» PROBLEM TO SOLVE
Copy everything from the line containing "TARGET = person in blue shirt" down to the end of the records, shifting every coordinate in the answers by -82. Leave the pictures out.

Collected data
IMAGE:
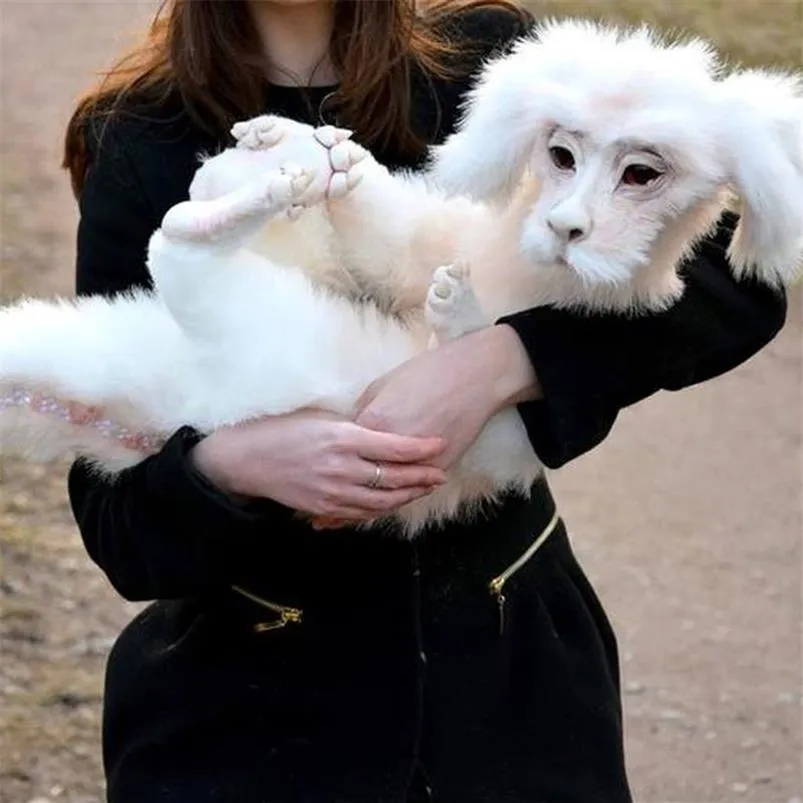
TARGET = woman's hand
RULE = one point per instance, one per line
(452, 391)
(320, 464)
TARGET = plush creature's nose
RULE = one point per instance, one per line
(570, 220)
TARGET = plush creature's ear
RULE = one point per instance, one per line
(764, 121)
(487, 155)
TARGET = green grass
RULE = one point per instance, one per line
(751, 32)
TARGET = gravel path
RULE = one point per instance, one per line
(688, 518)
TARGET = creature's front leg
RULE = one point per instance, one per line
(452, 309)
(328, 154)
(194, 257)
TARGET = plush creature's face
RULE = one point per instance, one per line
(633, 142)
(606, 194)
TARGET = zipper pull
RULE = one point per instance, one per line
(496, 589)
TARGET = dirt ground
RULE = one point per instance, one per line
(688, 519)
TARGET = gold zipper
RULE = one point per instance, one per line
(287, 615)
(497, 584)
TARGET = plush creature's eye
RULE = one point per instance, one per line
(639, 175)
(562, 158)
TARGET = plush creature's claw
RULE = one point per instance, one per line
(267, 131)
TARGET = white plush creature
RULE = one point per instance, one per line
(587, 163)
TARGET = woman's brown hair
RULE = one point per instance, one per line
(192, 45)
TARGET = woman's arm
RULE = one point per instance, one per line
(571, 374)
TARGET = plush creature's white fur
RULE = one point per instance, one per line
(587, 163)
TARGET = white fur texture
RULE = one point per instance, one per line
(586, 165)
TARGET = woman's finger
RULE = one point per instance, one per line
(391, 448)
(394, 476)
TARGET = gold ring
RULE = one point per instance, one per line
(376, 480)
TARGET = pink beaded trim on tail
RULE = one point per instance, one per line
(147, 442)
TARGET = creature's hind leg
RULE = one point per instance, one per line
(230, 220)
(190, 256)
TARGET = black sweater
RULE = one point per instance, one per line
(159, 531)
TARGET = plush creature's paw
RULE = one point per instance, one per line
(452, 309)
(344, 159)
(268, 131)
(239, 214)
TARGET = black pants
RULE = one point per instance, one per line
(405, 681)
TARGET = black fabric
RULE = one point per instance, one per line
(199, 707)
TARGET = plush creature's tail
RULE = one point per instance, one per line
(58, 358)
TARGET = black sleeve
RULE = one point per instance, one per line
(158, 530)
(592, 366)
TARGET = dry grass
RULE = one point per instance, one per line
(749, 31)
(57, 615)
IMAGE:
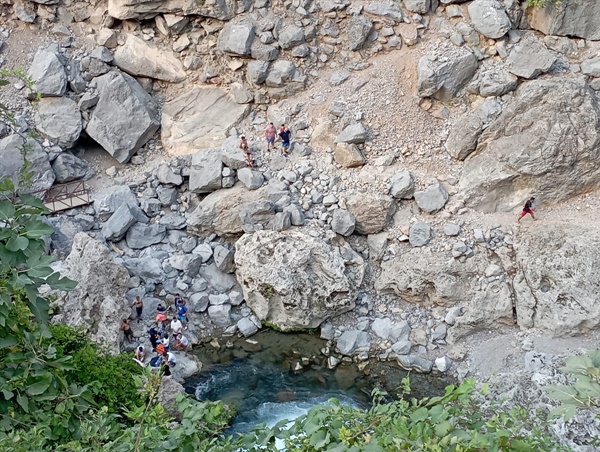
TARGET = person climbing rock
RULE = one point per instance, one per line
(527, 209)
(126, 328)
(139, 307)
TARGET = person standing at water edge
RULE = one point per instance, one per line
(527, 209)
(270, 134)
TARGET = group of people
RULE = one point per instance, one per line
(162, 335)
(271, 134)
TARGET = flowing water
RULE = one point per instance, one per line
(275, 376)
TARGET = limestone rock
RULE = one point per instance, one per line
(358, 28)
(351, 341)
(537, 146)
(236, 38)
(402, 185)
(442, 78)
(219, 212)
(98, 302)
(432, 199)
(123, 127)
(349, 155)
(48, 73)
(371, 211)
(295, 281)
(343, 222)
(206, 171)
(199, 119)
(489, 18)
(419, 234)
(530, 58)
(59, 120)
(67, 167)
(144, 9)
(12, 160)
(139, 58)
(567, 18)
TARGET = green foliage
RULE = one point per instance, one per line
(452, 422)
(584, 392)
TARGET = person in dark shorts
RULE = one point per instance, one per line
(527, 209)
(285, 135)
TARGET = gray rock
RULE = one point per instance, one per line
(432, 199)
(142, 236)
(224, 259)
(358, 28)
(67, 167)
(343, 222)
(48, 73)
(59, 120)
(165, 175)
(236, 38)
(257, 215)
(414, 362)
(118, 224)
(123, 127)
(463, 136)
(489, 18)
(206, 171)
(401, 347)
(199, 302)
(246, 327)
(442, 78)
(420, 234)
(354, 133)
(147, 269)
(451, 229)
(250, 178)
(402, 185)
(257, 71)
(529, 58)
(290, 36)
(220, 315)
(497, 83)
(351, 341)
(141, 59)
(418, 6)
(11, 154)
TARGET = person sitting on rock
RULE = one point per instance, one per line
(247, 152)
(161, 313)
(126, 328)
(182, 342)
(176, 326)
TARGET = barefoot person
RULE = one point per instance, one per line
(527, 209)
(270, 135)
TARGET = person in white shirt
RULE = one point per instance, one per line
(176, 326)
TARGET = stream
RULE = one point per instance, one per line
(274, 376)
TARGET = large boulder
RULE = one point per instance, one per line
(489, 18)
(537, 145)
(292, 280)
(567, 18)
(199, 119)
(443, 75)
(146, 9)
(371, 211)
(137, 57)
(236, 38)
(125, 117)
(98, 302)
(48, 73)
(219, 212)
(11, 155)
(59, 120)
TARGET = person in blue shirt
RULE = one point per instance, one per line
(285, 135)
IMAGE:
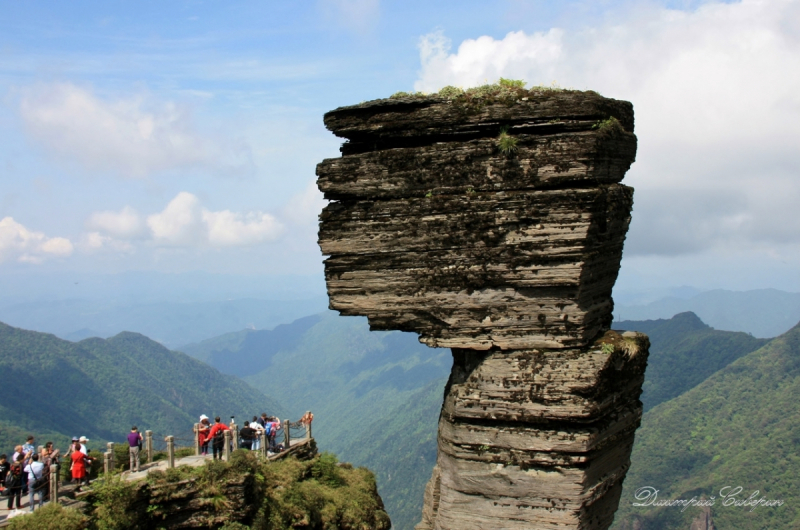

» WRITTEN RESPONSE
TARGET = person in blue shirt
RULE = one point per instance, one per line
(203, 53)
IMAGE:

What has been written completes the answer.